* Text segment

◆ ◆ ◆ ◆ ◆

Male Home Smoking Strikingly Increases Spouse’s Risk of Coronary Heart Disease
The amended Smoking (Public Health) Ordinance, aiming to provide protection against second hand smoking in indoor workplace and public places, has been effective January this year. Although it provides a smoking-free environment in the public domains, smokers might have to choose either quitting smoking or continuing their smoking habit in the household setting. Active smoking is a known risk factor for coronary heart disease (CHD), a top killer as a single disease in Hong Kong and worldwide. In the recent few years, overseas research data also suggests that passive smoking (or second-hand smoking) could be a risk factor for heart diseases. In Hong Kong, passive household smoking is a potential problem, in particular for female subjects whose spouses are smokers.
Between 2004 and 2006, a research project has been conducted by the S.H. Ho Cardiovascular and Stroke Centre and Division of Cardiology of the Department of Medicine and Therapeutics at The Chinese University of Hong Kong. The study consisted of a total of 507 subjects, including 239 female patients with CHD and 268 patients without CHD as controls, all of them never smoke. These patients were enrolled from major hospitals of New Territories East Cluster, and mainly from Prince of Wales Hospital. A detailed questionnaire was conducted face to face to each of them, and data about their exposure to passive household smoking from spouses were analyzed.
The results showed that 34% of patients with CHD and 25% of patients without CHD were exposed to passive household smoking. Also, passive household smoking exposure will increase the risk of CHD by 1.6 fold. Moreover, the risk will be increased to nearly 3.6 fold if their spouses smoked for 10 years or more. Similarly, the risk will be strikingly increased to 3.9 fold if their male spouses smoked for 1 pack of cigarette per day or more.
In conclusion, passive household smoking increases the risk of CHD in female if their spouses are active smokers. The risk is proportional to the intensity and duration of exposure to passive household smoking. With the implementation of new anti-smoking measures in Hong Kong, household smoking will increase inevitably. This may create another health care problem to the society.

◆ ◆ ◆ ◆ ◆

* Available data
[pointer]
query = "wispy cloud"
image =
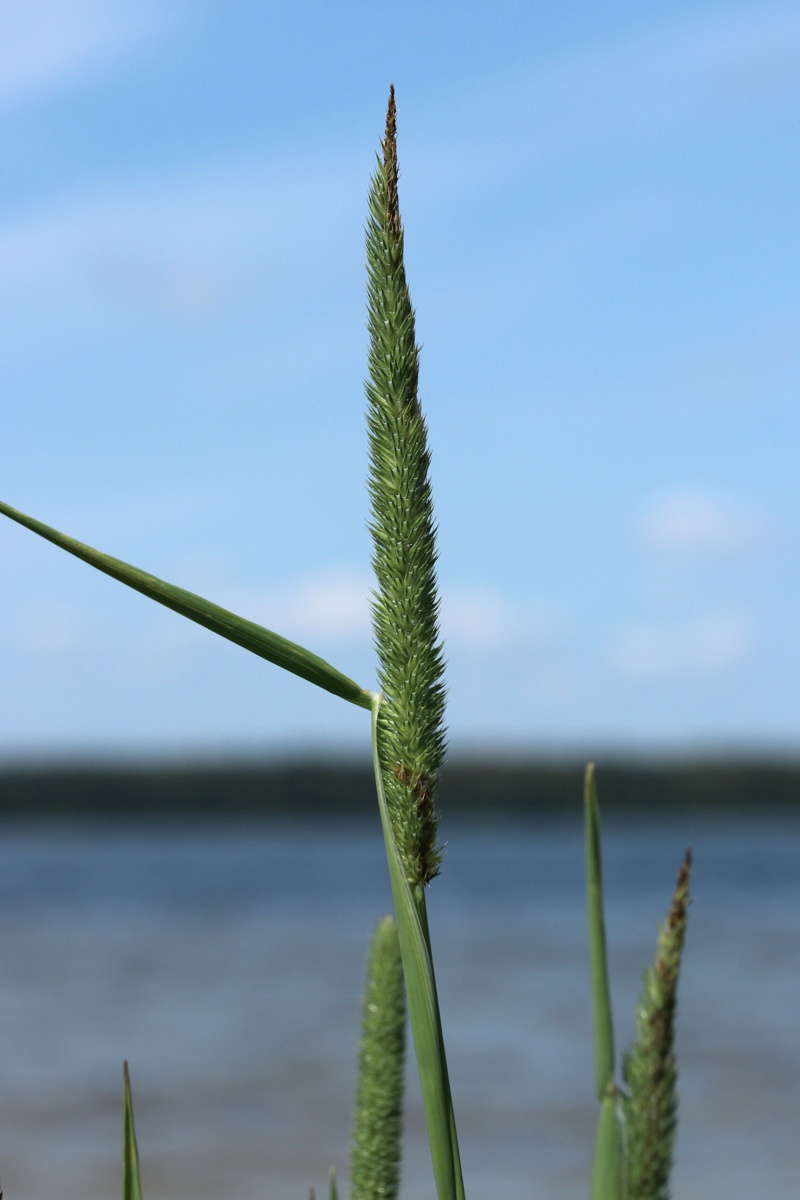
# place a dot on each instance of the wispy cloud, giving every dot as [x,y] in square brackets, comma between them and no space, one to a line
[698,522]
[48,45]
[613,95]
[178,247]
[703,646]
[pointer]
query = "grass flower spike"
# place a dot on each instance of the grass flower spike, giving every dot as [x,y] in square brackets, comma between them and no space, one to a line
[649,1067]
[378,1125]
[410,735]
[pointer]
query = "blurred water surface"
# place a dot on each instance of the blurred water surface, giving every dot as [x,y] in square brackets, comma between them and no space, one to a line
[226,965]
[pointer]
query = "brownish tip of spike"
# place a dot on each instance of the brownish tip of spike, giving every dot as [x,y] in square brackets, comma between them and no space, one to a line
[390,166]
[680,899]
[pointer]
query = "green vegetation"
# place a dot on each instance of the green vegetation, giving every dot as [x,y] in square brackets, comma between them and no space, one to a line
[636,1129]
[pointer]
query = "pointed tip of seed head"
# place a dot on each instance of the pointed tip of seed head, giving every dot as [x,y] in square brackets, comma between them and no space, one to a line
[390,166]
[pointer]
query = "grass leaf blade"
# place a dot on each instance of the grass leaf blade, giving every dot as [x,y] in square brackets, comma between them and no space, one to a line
[131,1182]
[600,989]
[244,633]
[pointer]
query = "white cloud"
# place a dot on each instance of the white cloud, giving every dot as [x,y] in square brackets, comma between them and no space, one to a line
[620,94]
[705,645]
[334,605]
[47,45]
[479,619]
[48,630]
[181,246]
[695,521]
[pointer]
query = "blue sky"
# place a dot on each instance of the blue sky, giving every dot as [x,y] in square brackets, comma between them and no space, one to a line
[601,211]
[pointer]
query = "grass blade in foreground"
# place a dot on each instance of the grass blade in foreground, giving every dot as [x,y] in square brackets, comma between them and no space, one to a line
[649,1067]
[422,1005]
[131,1182]
[607,1177]
[378,1125]
[247,634]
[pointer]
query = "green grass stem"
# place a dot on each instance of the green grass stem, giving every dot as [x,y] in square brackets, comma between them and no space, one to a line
[131,1181]
[601,1006]
[607,1173]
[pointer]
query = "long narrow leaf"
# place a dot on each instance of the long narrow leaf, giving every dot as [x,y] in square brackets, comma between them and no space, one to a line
[607,1173]
[422,1005]
[600,989]
[131,1182]
[247,634]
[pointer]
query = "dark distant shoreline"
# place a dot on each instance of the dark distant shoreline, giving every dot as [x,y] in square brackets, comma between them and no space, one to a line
[251,790]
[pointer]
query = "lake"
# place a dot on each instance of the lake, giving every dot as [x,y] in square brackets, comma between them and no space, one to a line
[226,965]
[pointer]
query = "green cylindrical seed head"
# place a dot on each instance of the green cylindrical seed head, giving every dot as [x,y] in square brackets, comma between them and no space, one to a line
[411,737]
[649,1067]
[374,1170]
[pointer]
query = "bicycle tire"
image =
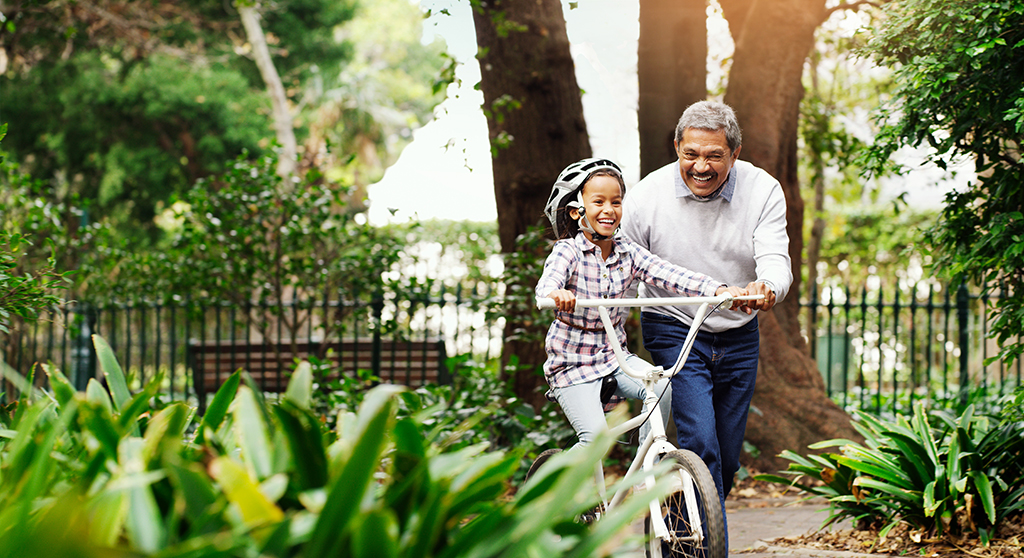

◆ ◆ ◆ ◆ ◆

* Problem to work on
Echo the passage of the text on household smoking and heart disease that begins with the words containing "Between 2004 and" and ends with "spouses were analyzed.", reproducing it without any change.

* Solved problem
Between 2004 and 2006, a research project has been conducted by the S.H. Ho Cardiovascular and Stroke Centre and Division of Cardiology of the Department of Medicine and Therapeutics at The Chinese University of Hong Kong. The study consisted of a total of 507 subjects, including 239 female patients with CHD and 268 patients without CHD as controls, all of them never smoke. These patients were enrolled from major hospitals of New Territories East Cluster, and mainly from Prince of Wales Hospital. A detailed questionnaire was conducted face to face to each of them, and data about their exposure to passive household smoking from spouses were analyzed.